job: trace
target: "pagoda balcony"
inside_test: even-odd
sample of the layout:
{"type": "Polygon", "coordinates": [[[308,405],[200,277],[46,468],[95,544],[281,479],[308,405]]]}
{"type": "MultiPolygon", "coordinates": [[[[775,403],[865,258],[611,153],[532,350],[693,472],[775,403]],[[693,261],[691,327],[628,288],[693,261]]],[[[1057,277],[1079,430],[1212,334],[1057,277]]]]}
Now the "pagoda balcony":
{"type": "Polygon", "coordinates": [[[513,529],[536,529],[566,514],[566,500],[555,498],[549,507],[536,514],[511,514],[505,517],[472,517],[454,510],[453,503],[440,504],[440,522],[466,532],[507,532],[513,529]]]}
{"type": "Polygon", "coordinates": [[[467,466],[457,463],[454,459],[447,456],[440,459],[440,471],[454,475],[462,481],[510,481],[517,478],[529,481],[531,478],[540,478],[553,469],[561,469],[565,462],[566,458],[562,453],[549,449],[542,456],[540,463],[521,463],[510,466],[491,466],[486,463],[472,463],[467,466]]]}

...

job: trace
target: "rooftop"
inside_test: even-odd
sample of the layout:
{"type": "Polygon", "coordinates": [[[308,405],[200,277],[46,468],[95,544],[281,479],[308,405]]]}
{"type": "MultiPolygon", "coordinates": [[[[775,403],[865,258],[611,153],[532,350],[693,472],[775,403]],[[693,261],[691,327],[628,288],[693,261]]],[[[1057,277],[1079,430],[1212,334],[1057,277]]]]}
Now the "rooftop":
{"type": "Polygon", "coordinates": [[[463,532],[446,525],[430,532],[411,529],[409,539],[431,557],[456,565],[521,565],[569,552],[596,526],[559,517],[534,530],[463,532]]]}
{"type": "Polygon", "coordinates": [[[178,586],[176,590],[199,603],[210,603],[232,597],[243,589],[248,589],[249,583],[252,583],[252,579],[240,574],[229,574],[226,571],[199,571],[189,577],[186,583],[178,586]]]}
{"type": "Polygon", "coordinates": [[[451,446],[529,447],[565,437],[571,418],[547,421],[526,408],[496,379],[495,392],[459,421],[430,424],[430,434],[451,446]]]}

--

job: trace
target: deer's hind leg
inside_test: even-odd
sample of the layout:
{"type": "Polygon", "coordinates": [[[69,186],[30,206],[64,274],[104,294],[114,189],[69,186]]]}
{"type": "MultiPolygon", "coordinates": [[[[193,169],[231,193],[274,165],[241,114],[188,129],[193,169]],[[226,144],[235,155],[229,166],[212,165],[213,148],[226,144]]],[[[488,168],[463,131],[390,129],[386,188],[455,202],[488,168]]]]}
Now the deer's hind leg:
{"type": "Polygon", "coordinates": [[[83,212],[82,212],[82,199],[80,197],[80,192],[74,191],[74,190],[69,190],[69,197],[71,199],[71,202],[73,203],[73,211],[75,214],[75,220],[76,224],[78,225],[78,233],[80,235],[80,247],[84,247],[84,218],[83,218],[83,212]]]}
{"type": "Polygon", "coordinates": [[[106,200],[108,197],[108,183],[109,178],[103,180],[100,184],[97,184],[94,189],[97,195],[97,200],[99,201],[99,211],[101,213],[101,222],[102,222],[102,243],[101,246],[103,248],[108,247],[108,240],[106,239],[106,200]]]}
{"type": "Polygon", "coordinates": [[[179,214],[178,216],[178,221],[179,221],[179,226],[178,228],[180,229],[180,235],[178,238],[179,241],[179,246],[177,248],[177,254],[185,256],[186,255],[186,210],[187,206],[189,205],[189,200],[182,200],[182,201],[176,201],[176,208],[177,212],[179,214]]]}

Written problem: Report each line above that contains the word "deer" by copying that line in full.

Output of the exercise:
target: deer's hind leg
Now the deer's hind leg:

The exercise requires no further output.